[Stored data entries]
--- Start ---
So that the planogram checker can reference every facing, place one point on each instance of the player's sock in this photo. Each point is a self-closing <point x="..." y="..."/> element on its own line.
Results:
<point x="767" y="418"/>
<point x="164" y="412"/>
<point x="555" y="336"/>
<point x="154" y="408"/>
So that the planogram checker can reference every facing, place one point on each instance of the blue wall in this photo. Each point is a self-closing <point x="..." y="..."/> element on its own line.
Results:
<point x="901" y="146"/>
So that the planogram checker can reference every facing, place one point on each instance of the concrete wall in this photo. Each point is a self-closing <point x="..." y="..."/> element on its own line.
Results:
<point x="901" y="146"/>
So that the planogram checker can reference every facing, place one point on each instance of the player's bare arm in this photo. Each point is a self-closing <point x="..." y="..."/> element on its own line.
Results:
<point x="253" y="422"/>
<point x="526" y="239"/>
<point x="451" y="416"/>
--- End ---
--- Start ---
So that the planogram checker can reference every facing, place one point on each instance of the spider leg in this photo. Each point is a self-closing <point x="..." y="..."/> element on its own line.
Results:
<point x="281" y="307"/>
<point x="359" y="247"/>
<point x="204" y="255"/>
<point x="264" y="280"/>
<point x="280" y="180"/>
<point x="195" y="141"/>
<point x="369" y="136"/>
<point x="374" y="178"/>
--- End ---
* Exercise objective: How many lines in the records contain the string "player"? Case counts. Reply with the number only.

* Result of this exercise: 2